++++ SOURCE MATERIAL ++++

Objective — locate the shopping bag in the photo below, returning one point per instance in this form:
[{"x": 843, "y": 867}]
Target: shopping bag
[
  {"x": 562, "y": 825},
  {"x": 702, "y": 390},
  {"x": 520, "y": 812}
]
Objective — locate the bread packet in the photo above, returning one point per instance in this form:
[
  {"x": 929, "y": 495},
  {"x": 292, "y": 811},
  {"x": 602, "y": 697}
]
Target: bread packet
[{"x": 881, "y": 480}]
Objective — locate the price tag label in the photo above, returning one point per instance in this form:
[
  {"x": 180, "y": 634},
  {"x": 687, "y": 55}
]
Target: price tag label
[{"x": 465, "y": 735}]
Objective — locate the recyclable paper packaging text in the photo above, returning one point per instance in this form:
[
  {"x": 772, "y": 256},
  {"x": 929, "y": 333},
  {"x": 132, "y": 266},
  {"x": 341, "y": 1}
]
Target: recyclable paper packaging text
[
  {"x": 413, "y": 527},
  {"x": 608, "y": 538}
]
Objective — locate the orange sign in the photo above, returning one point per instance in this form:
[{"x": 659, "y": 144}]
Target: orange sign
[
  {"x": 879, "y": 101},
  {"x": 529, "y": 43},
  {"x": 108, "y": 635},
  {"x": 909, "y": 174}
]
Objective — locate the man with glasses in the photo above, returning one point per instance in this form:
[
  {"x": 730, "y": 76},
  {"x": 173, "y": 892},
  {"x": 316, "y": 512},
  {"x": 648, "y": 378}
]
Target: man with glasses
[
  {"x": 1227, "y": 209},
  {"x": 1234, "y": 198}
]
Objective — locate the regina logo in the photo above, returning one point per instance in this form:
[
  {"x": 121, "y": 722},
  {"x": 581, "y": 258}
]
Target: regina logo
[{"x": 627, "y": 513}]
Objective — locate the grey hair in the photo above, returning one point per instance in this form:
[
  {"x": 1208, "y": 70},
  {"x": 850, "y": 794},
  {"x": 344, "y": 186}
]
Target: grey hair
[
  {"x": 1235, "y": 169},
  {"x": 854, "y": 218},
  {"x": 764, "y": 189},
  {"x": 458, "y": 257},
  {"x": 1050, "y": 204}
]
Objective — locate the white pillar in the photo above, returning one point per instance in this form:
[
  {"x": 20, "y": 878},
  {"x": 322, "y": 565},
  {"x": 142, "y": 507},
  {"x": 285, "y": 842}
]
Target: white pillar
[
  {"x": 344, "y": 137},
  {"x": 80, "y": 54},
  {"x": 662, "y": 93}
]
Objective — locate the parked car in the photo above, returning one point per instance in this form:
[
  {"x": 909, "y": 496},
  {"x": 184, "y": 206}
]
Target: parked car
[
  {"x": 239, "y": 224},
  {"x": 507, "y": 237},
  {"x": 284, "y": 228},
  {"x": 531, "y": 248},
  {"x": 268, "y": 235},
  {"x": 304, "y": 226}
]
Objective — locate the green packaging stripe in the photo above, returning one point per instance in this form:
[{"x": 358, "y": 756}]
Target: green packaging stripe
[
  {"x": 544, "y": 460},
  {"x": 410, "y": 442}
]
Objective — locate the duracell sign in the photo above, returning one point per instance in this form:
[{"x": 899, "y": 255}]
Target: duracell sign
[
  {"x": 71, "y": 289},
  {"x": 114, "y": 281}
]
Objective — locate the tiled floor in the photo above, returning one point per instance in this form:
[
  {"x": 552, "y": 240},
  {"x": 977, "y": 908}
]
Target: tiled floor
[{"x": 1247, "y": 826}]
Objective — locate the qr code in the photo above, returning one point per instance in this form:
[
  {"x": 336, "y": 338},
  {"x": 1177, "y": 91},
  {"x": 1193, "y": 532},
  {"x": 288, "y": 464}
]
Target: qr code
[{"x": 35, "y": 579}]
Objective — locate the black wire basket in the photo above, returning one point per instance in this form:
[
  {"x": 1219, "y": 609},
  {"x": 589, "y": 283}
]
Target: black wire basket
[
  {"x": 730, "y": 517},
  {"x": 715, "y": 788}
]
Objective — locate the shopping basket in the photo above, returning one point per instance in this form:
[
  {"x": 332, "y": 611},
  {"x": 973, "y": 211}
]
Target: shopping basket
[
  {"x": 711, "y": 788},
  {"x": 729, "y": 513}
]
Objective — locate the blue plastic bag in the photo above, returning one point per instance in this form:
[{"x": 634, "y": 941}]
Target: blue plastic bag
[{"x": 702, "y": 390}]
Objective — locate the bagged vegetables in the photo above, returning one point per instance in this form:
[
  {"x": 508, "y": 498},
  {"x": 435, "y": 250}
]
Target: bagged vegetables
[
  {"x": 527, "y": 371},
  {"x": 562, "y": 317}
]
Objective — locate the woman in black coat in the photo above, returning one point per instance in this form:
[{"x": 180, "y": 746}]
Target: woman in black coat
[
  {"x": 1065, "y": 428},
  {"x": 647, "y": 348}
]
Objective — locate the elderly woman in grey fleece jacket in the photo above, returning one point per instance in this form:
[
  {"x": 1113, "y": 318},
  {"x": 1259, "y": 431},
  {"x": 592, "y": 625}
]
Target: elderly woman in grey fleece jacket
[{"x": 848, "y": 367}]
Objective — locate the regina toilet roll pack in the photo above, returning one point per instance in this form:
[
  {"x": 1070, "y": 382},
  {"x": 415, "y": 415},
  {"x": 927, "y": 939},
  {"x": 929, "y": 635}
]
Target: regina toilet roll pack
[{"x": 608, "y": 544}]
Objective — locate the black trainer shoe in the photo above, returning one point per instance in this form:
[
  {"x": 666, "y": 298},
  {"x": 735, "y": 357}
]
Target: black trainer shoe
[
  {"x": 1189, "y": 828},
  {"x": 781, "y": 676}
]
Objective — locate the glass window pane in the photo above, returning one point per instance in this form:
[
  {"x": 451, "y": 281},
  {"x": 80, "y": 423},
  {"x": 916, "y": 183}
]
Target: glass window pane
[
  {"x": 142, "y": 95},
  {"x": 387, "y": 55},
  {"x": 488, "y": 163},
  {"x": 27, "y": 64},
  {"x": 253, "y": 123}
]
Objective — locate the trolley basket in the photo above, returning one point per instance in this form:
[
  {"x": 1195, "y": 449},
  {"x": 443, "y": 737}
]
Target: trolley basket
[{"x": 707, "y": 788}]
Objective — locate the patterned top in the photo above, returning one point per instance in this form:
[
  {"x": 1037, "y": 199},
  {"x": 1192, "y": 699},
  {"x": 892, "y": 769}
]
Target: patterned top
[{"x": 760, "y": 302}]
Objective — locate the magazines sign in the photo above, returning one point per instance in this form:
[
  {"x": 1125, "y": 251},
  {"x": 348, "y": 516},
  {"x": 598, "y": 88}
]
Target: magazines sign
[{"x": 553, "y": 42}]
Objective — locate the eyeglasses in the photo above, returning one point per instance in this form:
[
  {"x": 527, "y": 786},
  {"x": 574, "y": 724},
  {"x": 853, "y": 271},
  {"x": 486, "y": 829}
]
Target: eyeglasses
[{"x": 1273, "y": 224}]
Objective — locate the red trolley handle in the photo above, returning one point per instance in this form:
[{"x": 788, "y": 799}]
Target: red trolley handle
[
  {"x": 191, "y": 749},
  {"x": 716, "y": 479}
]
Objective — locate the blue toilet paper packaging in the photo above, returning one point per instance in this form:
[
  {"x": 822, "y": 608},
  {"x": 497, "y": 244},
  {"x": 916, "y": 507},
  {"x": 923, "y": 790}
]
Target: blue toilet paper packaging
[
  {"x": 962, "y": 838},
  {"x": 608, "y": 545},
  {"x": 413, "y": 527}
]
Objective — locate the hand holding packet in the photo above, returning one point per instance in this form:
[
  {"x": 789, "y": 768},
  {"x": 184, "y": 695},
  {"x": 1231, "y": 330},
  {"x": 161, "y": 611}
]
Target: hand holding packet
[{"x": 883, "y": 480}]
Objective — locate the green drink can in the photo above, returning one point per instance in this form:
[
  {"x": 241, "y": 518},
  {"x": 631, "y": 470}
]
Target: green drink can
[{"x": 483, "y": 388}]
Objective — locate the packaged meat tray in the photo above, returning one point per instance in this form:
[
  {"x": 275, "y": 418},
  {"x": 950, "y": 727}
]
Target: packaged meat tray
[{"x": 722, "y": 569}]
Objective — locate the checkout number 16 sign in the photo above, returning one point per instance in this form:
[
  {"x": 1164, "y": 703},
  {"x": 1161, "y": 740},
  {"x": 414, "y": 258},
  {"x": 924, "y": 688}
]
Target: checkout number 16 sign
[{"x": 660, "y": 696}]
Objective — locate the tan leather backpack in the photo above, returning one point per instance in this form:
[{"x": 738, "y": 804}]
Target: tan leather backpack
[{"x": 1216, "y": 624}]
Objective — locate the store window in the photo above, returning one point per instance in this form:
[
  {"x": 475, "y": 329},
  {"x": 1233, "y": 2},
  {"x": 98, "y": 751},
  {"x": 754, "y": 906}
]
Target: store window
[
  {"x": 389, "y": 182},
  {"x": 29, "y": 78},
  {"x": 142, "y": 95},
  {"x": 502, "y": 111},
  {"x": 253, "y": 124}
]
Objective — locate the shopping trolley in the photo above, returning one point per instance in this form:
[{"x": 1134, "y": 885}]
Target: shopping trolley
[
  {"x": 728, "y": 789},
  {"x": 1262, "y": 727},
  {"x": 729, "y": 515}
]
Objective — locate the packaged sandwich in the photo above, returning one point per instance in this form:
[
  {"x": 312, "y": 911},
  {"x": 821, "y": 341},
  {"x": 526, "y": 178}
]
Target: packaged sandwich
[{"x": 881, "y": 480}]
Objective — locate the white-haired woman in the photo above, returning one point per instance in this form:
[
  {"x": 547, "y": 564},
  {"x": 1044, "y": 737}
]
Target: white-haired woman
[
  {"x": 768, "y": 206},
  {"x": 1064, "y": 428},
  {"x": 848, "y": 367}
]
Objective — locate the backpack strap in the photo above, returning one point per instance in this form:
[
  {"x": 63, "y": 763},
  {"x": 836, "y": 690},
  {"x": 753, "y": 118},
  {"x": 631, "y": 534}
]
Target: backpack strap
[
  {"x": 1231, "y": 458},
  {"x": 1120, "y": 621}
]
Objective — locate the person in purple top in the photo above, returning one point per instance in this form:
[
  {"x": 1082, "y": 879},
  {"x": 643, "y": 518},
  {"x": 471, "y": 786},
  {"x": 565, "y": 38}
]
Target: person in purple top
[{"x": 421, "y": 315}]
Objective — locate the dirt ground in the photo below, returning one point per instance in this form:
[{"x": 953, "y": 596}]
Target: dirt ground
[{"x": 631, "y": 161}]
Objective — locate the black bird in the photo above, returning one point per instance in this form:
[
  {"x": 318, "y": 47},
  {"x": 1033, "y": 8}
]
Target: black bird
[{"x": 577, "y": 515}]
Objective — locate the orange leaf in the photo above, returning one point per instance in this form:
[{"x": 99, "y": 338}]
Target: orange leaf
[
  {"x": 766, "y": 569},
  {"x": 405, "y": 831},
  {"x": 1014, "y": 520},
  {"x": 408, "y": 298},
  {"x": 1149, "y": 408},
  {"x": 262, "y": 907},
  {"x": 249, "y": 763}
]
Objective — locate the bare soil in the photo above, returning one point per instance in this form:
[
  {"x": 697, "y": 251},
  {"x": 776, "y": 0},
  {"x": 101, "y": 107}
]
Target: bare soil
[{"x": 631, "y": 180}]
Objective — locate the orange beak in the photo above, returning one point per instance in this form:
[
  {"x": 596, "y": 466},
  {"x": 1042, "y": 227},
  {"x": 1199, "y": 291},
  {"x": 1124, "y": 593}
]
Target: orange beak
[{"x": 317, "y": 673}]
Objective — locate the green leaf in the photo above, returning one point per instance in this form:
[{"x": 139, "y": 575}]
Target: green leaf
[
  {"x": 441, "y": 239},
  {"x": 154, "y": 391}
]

++++

• EXERCISE DETAILS: Copy out each line of the records where the word "below" appears.

• EXERCISE OUTPUT:
Objective — locate the shopping bag in the photo below, returning one point per instance in this form:
Objective — locate the dirt ground in the photo below, returning one point per instance in this form:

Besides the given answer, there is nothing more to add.